_TEXTO PROPORCIONADO_.
++++++++

BENEDICTO XVI
AUDIENCIA GENERAL
Sala Pablo VI
Miércoles 8 de febrero de 2012
Miércoles 8 de febrero de 2012
Queridos hermanos y hermanas:
Hoy quiero reflexionar con vosotros sobre la oración
de Jesús en la inminencia de la muerte, deteniéndome en lo que refieren san
Marcos y san Mateo. Los dos evangelistas nos presentan la oración de Jesús
moribundo no sólo en lengua griega, en la que está escrito su relato, sino
también, por la importancia de aquellas palabras, en una mezcla de hebreo y
arameo. De este modo, transmitieron no sólo el contenido, sino hasta el sonido
que esa oración tuvo en los labios de Jesús: escuchamos realmente las palabras
de Jesús como eran. Al mismo tiempo, nos describieron la actitud de los
presentes en el momento de la crucifixión, que no comprendieron —o no quisieron
comprender— esta oración.
Como hemos escuchado, escribe san Marcos: «Llegado el
mediodía toda la región quedó en tinieblas hasta las tres de la tarde. Y a las
tres, Jesús clamó con voz potente: “Eloí,
Eloí, lemá sabactaní?”, que significa: “Dios mío, Dios mío, ¿por qué me has
abandonado?”» (15, 33-34). En la estructura del relato, la oración, el grito de
Jesús se eleva en el culmen de las tres horas de tinieblas que, desde el
mediodía hasta las tres de la tarde, cubrieron toda la tierra. Estas tres horas
de oscuridad son, a su vez, la continuación de un lapso de tiempo anterior,
también de tres horas, que comenzó con la crucifixión de Jesús. El evangelista
san Marcos, en efecto, nos informa que: «Eran las nueve de la mañana cuando lo
crucificaron» (cf. 15, 25). Del conjunto de las indicaciones horarias del
relato, las seis horas de Jesús en la cruz están articuladas en dos partes
cronológicamente equivalentes.
En las tres primeras horas, desde las nueve hasta el
mediodía, tienen lugar las burlas por parte de diversos grupos de personas, que
muestran su escepticismo, afirman que no creen. Escribe san Marcos: «Los que
pasaban lo injuriaban» (15, 29); «de igual modo, también los sumos sacerdotes,
con los escribas, entre ellos se burlaban de él» (15, 31); «también los otros
crucificados lo insultaban» (15, 32). En las tres horas siguientes, desde
mediodía «hasta las tres de la tarde», el evangelista habla sólo de las
tinieblas que cubrían toda la tierra; la oscuridad ocupa ella sola toda la
escena, sin ninguna referencia a movimientos de personajes o a palabras. Cuando
Jesús se acerca cada vez más a la muerte, sólo está la oscuridad que cubre
«toda la tierra». Incluso el cosmos toma parte en este acontecimiento: la
oscuridad envuelve a personas y cosas, pero también en este momento de
tinieblas Dios está presente, no abandona. En la tradición bíblica, la
oscuridad tiene un significado ambivalente: es signo de la presencia y de la
acción del mal, pero también de una misteriosa presencia y acción de Dios, que es
capaz de vencer toda tiniebla.

++++++++

[Filas del conjunto de datos de señalamiento de objetos]
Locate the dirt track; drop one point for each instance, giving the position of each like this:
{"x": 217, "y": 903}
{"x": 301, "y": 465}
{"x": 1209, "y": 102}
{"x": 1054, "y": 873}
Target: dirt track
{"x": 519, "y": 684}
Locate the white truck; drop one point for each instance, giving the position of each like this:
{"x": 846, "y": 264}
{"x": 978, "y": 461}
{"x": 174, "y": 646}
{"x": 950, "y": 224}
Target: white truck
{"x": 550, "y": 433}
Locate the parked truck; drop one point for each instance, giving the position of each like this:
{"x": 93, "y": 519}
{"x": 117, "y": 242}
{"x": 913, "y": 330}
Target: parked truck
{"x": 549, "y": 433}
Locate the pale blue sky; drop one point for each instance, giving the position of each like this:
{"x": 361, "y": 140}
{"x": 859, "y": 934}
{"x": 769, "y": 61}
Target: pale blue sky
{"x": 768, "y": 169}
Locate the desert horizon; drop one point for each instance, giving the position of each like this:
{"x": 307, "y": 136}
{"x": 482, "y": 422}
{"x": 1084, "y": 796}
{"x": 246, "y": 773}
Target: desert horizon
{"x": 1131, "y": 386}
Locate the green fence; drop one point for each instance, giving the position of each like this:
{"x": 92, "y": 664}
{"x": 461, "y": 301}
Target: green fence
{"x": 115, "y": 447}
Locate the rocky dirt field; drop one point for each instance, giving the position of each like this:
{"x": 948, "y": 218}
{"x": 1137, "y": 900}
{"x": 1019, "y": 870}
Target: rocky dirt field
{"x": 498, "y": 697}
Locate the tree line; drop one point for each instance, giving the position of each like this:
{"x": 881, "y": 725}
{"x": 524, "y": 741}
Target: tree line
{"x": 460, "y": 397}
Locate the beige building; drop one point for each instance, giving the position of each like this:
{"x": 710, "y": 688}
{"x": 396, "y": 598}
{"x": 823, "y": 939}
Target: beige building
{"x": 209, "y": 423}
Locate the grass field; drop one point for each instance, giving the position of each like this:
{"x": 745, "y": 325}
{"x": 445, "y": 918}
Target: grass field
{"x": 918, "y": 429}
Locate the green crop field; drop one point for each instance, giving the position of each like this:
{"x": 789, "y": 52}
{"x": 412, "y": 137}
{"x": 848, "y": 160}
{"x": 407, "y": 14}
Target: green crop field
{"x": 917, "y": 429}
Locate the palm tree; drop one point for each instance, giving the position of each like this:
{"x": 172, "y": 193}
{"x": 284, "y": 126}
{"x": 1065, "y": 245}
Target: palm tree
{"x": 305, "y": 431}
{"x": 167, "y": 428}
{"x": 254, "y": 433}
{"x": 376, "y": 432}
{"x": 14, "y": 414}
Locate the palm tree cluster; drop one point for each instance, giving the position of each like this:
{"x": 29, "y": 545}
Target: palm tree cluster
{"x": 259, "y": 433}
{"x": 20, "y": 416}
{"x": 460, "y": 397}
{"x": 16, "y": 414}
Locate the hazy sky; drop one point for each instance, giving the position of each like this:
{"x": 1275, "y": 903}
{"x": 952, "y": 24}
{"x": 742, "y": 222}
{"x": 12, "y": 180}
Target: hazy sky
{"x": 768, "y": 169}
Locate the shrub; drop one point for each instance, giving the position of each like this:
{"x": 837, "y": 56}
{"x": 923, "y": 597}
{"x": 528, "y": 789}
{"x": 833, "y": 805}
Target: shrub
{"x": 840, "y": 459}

++++++++

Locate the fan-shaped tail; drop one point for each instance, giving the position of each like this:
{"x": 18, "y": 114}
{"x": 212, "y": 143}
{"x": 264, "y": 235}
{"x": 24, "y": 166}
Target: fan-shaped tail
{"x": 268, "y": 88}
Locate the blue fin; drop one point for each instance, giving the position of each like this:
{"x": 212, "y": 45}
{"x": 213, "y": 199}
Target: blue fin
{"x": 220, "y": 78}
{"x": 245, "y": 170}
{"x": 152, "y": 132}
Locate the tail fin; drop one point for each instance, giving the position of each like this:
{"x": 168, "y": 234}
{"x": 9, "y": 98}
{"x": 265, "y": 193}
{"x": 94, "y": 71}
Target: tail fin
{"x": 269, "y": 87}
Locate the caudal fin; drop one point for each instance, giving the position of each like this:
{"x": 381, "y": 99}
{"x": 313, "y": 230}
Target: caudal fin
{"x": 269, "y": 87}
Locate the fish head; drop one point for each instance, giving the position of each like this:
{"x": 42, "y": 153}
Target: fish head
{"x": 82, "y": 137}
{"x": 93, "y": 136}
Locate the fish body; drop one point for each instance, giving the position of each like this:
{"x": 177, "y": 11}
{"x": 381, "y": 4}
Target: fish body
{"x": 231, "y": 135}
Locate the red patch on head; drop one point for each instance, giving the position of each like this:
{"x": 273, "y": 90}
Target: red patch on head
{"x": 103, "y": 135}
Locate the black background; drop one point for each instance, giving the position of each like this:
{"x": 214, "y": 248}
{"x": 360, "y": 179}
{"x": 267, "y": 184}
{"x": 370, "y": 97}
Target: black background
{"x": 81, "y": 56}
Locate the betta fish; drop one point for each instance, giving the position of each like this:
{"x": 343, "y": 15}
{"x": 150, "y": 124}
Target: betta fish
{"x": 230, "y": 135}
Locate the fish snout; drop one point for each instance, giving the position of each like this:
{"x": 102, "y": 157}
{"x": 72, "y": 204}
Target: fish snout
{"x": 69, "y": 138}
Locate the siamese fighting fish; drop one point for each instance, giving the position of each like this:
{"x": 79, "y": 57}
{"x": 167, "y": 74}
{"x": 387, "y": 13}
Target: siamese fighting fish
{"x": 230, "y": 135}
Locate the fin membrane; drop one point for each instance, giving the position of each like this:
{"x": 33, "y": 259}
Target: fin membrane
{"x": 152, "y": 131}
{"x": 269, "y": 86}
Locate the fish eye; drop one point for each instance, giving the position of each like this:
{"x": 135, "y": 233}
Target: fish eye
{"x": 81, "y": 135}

++++++++

_QUÉ HACER_.
a: Devuelve, sin cambiar nada, el fragmento del texto sobre la oración de Jesús en la cruz que empieza con "Como hemos escuchado, escribe" y sigue hasta "cronológicamente equivalentes.".
b: Retoma el texto sobre la oración de Jesús en la cruz y continúalo a partir de su última frase.
El listado no hace falta para nada de esto.

_LAS RESPUESTAS_.
a:
Como hemos escuchado, escribe san Marcos: «Llegado el
mediodía toda la región quedó en tinieblas hasta las tres de la tarde. Y a las
tres, Jesús clamó con voz potente: “Eloí,
Eloí, lemá sabactaní?”, que significa: “Dios mío, Dios mío, ¿por qué me has
abandonado?”» (15, 33-34). En la estructura del relato, la oración, el grito de
Jesús se eleva en el culmen de las tres horas de tinieblas que, desde el
mediodía hasta las tres de la tarde, cubrieron toda la tierra. Estas tres horas
de oscuridad son, a su vez, la continuación de un lapso de tiempo anterior,
también de tres horas, que comenzó con la crucifixión de Jesús. El evangelista
san Marcos, en efecto, nos informa que: «Eran las nueve de la mañana cuando lo
crucificaron» (cf. 15, 25). Del conjunto de las indicaciones horarias del
relato, las seis horas de Jesús en la cruz están articuladas en dos partes
cronológicamente equivalentes.

b:
En el Libro del
Éxodo, por ejemplo, leemos: «El Señor le dijo a Moisés: “Voy a acercarme a
ti en una nube espesa”» (19, 9); y también: «El pueblo se quedó a distancia y
Moisés se acercó hasta la nube donde estaba Dios» (20, 21). En los discursos
del Deuteronomio, Moisés relata: «La
montaña ardía en llamas que se elevaban hasta el cielo entre nieblas y densas
nubes» (4, 11); vosotros «oísteis la voz que salía de la tiniebla, mientras
ardía la montaña» (5, 23). En la escena de la crucifixión de Jesús, las
tinieblas envuelven la tierra y son tinieblas de muerte en las que el Hijo de
Dios se sumerge para traer la vida con su acto de amor.
Volviendo a la narración de san Marcos,
Jesús, ante los insultos de las diversas categorías de personas, ante la
oscuridad que lo cubre todo, en el momento en que se encuentra ante la muerte,
con el grito de su oración muestra que, junto al peso del sufrimiento y de la
muerte donde parece haber abandono, la ausencia de Dios, él tiene la plena certeza
de la cercanía del Padre, que aprueba este acto de amor supremo, de donación
total de sí mismo, aunque no se escuche, como en otros momentos, la voz de lo
alto.
Al leer los
Evangelios, nos damos cuenta de que Jesús, en otros pasajes importantes de su
existencia terrena, había visto cómo a los signos de la presencia del Padre y
de la aprobación a su camino de amor se unía también la voz clarificadora de
Dios. Así, en el episodio que sigue al bautismo en el Jordán, al abrirse los
cielos, se escuchó la palabra del Padre: «Tú eres mi Hijo amado, en ti me
complazco» (Mc 1, 11). Después, en la Transfiguración ,
el signo de la nube estuvo acompañado por la palabra: «Este es mi Hijo amado;
escuchadlo» (Mc 9, 7). En cambio, al
acercarse la muerte del Crucificado, desciende el silencio; no se escucha
ninguna voz, aunque la mirada de amor del Padre permanece fija en la donación
de amor del Hijo.
Pero, ¿qué significado tiene la oración de Jesús,
aquel grito que eleva al Padre: «Dios mío, Dios mío, ¿por qué me has
abandonado», la duda de su misión, de la presencia del Padre? En esta oración,
¿no se refleja, quizá, la consciencia precisamente de haber sido abandonado?
Las palabras que Jesús dirige al Padre son el inicio del Salmo 22, donde el
salmista manifiesta a Dios la tensión entre sentirse dejado solo y la
consciencia cierta de la presencia de Dios en medio de su pueblo. El salmista
reza: «Dios mío, de día te grito, y no respondes; de noche, y no me haces caso.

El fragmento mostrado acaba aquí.